*** Begin section ***

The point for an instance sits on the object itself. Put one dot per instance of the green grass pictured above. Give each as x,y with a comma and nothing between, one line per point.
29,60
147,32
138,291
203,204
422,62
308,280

*** End section ***

GOAL OF THE EXERCISE> Exactly as shown, output all of the material above.

ANSWER BOX>
The point for an instance sits on the object itself. Put one dot per instance of the green grass pictured above. Give each as x,y with a comma and nothing between, one line per point.
29,60
147,32
138,291
203,204
422,62
308,280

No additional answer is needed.